# Selection
◆ ◆ ◆ ◆ ◆ ◆ ◆

Valdis.Kletnieks@vt.edu schrieb:
>
>>>>Prefixes Change ASnum AS Description
>>>>3263 0->3263 AS4151 USDA-1 - USDA
>>>so I wonder what's wrong with them.
>
>I'm not sure which is more weird - a jump of over 3K routes, or the
>fact that the starting point is zero....

Just to make it clear: AS4151 was 9 month ago. Now we see history again
with new actors. (I guess the actual increase was done by various

ASN of

RENATER).

I wonder why aggregating is that difficult.

It's not, people are just lazy and since "nobody owns the internet
man", or maybe "it's all a bunch of tubes" there's nobody to force people
to be good actors. Perhaps it's time to bring back the old /19
filters that were started by sprint & such.

I was just thinking the same thing. :slight_smile:

- ferg

Maybe with a central feed ala the bogons, where those clueful enough can get their smaller blocks punched through....

As we push closer to the ipv4 route table limits of cisco's 6500/7600 series (with anything less than Sup720-3bxl), I suspect lots of networks are going to be forced to start doing some sort of filtering of routes beyond just refusing >24-bit networks or cisco's going to sell a lot more Sup720-3bxl's, FAN2 trays, and power supplies in the next year or two.

The big question is, of course, whether to upgrade a 6500 and keep it on
life support, or bite the bullet and go for a whole new box. How much time
a -3bxl and careful filtering will buy you does depend heavily on where in
the Internet you are - but I'm willing to bet that a good number of sites
will go for the fork lift upgrade because there are *other* pressing things
coming up that the 6500 won't do either.

Remember - it only takes *one* truly mission-critical "must do" that a 6500
can't, and it's off to a less stressful corner of your network for that long
slide into retirement (on the other hand, I'm sure in 2016, there will *still*
be 6500's installed, just like I'm sure there's still 1996-vintage gear still
out there now...)

◆ ◆ ◆ ◆ ◆ ◆ ◆

# Material

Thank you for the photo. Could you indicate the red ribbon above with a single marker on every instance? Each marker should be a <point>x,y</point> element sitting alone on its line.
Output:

◆ ◆ ◆ ◆ ◆ ◆ ◆

# Problems to solve
• 1. Answer these questions about the routing discussion above:
(a) How long ago does the routing discussion say the AS4151 case happened?
(b) Which old filters does one writer suggest bringing back?
(c) In what year does the last writer expect 6500s to still be installed?
• 2. Repeat word for word the part of the routing discussion between "The big question" and "out there now...)", inclusive.

# Response list
• 1.
(a) Nine months ago.
(b) The old /19 filters that were started by Sprint and others.
(c) 2016.

• 2.
The big question is, of course, whether to upgrade a 6500 and keep it on
life support, or bite the bullet and go for a whole new box. How much time
a -3bxl and careful filtering will buy you does depend heavily on where in
the Internet you are - but I'm willing to bet that a good number of sites
will go for the fork lift upgrade because there are *other* pressing things
coming up that the 6500 won't do either.

Remember - it only takes *one* truly mission-critical "must do" that a 6500
can't, and it's off to a less stressful corner of your network for that long
slide into retirement (on the other hand, I'm sure in 2016, there will *still*
be 6500's installed, just like I'm sure there's still 1996-vintage gear still
out there now...)